======== TEXT SECTION
For production use, consider using established libraries like Poolboy or NimblePool instead of implementing your own pool.

Worker pools are ideal for:

Managing access to limited resources (like database connections)
Processing a stream of jobs with controlled concurrency
Distributing load across multiple workers

Pipeline Pattern

The pipeline pattern processes data through a series of stages:

defmodule DataPipeline do
  def start_link do
    # Start each stage as a GenStage producer/consumer
    {:ok, producer} = DataProducer.start_link()
    {:ok, transformer} = DataTransformer.start_link()
    {:ok, consumer} = DataConsumer.start_link()

    # Connect the stages
    GenStage.sync_subscribe(transformer, to: producer)
    GenStage.sync_subscribe(consumer, to: transformer)

    {:ok, %{producer: producer, transformer: transformer, consumer: consumer}}
  end
end

For a simplified pipeline without the backpressure handling of GenStage:

defmodule SimplePipeline do
  def process_file(file_path) do
    file_path
    |> File.stream!([], 1024)
    |> Stream.map(&parse_line/1)
    |> Stream.map(&transform_data/1)
    |> Stream.map(&validate_record/1)
    |> Stream.map(&save_record/1)
    |> Stream.run()
  end

  defp parse_line(line), do: # ...
  defp transform_data(data), do: # ...
  defp validate_record(record), do: # ...
  defp save_record(record), do: # ...
end

Pipelines are ideal for:

Data processing with multiple stages
When there’s a natural flow of data through different processing steps
Managing backpressure in systems with different processing rates

Best Practice 3: Performance Optimization

Effective concurrency isn’t just about creating many processes; it’s about optimizing the overall system performance.

Process Communication Patterns

Communication between processes introduces overhead. Choose the right pattern:

## Pattern 1: Fire and forget
def notify_user(user_id, message) do
  spawn(fn ->
    user = Users.get(user_id)
    Notifications.send(user.email, message)
  end)
  :ok
end

## Pattern 2: Async with timeout
def process_payment(payment) do
  task = Task.async(fn ->
    PaymentGateway.charge(payment)
  end)

  try do
    Task.await(task, 10_000)
  catch
    :exit, {:timeout, _} ->
      Process.exit(task.pid, :kill)
      {:error, :timeout}
  end
end

## Pattern 3: Pooled resources
def query_database(query) do
  :poolboy.transaction(:db_pool, fn conn ->
    DBConnection.execute(conn, query, [])
  end)
end

Choose based on your needs:

Fire and forget: When you don’t need a response
Async with timeout: When you need a response but want concurrency
Pooled resources: For managing limited resources

Process Linking and Monitoring

Understand the difference between linking and monitoring:

## Linking - if the spawned process dies, this process dies too
def start_critical_component do
  spawn_link(fn ->
    critical_process()
================
======== INFORMATION SUPPLIED
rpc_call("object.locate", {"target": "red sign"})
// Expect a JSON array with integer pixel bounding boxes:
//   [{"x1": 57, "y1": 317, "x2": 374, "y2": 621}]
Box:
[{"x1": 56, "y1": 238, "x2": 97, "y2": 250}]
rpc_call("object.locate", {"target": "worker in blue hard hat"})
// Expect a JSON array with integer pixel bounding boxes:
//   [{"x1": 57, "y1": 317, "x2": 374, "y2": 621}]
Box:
================
======== INFORMATION SUPPLIED
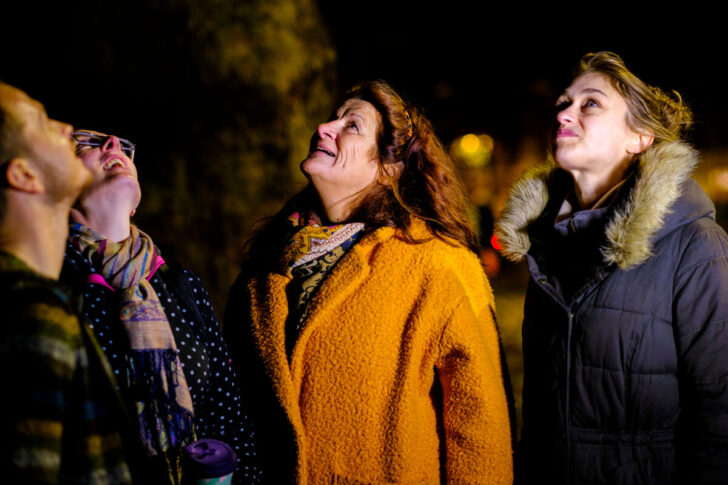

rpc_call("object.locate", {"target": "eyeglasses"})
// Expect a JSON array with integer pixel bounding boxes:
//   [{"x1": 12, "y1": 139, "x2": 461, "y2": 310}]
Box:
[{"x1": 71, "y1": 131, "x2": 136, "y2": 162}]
================
======== INFORMATION SUPPLIED
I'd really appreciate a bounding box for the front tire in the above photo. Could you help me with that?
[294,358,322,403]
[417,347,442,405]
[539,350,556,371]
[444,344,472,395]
================
§ INSTRUCTIONS:
1. Reproduce the passage of the Elixir concurrency text between "defmodule SimplePipeline do" and "parse_line(line), do: # ...", inclusive.
2. Output the rows between the lines holding "I'd really appreciate" and "[444,344,472,395]", inclusive, as a numbered list with blank lines left out.

§ SOLUTIONS TO EACH TASK:
1.
defmodule SimplePipeline do
  def process_file(file_path) do
    file_path
    |> File.stream!([], 1024)
    |> Stream.map(&parse_line/1)
    |> Stream.map(&transform_data/1)
    |> Stream.map(&validate_record/1)
    |> Stream.map(&save_record/1)
    |> Stream.run()
  end

  defp parse_line(line), do: # ...

2.
1. I'd really appreciate a bounding box for the front tire in the above photo. Could you help me with that?
2. [294,358,322,403]
3. [417,347,442,405]
4. [539,350,556,371]
5. [444,344,472,395]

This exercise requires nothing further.